=== SOURCE EXTRACT ===
An important function the liver has in the human body is to carry out the deamination
of amino acids. What happens to an amino acid undergoing deamination? (A) It has an amino group added. (B) It has an amino group removed. (C) It is converted into ammonia. (D) It reacts with ammonia to form carbon dioxide. Or (E) it has a carboxyl group removed.
This question asks us about a very important function that occurs in the human liver:
the deamination of amino acids. To figure out the answer, let’s review some key facts about a couple of the many
functions of the liver: detoxification and excretion. Proteins in the food that we eat are broken down in the human digestive system into
smaller units called amino acids. You might recall that the basic structure of an amino acid has a central carbon atom,
the 𝛼 carbon, that can form four bonds. One bond is formed with an amino group, NH2, one with a carboxyl group, COOH, one
with a hydrogen, and one with a side chain that is variable depending on the amino
acid, often represented as R.
=== RECORD EXCERPTS ===
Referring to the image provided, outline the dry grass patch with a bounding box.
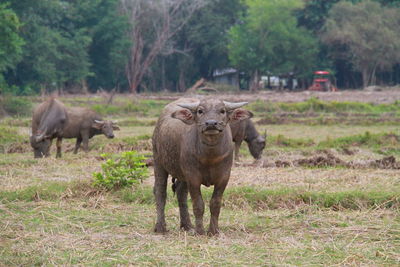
[0,197,400,266]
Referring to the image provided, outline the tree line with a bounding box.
[0,0,400,95]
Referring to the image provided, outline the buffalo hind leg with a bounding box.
[235,142,242,161]
[176,181,193,231]
[208,183,227,235]
[56,137,62,158]
[188,184,205,235]
[153,164,168,233]
[74,137,82,154]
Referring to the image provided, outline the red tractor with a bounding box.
[308,70,337,92]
===
- EXERCISES TO COMPLETE -
- a) According to the passage on liver deamination, what is the central carbon atom of an amino acid called?
- b) Write what comes next in the passage on liver deamination, picking up after its final sentence.
The records have no connection to the passage on liver deamination.

- RESPONSES FOR EACH TASK -
- a) The 𝛼 carbon.

- b)
Not all of the amino acids that are produced from the breakdown of proteins can be
stored. And they need to be broken down by the liver into molecules that can be used by or
excreted from the body. To do this, the liver cells carry out deamination, which involves the amino groups
being removed from these excess amino acids. This converts them into organic acids that can now be used by the body cells. Deamination also produces a highly toxic byproduct called ammonia, which is typically
detoxified in the liver cells, forming a less harmful molecule called urea, which
can be removed from the body as a part of urine.
After reviewing the structure of amino acids and the process of deamination in the
liver, we have enough information to determine what happens to an amino acid
undergoing deamination and therefore answer this question correctly. The correct answer is (B). It has an amino group removed.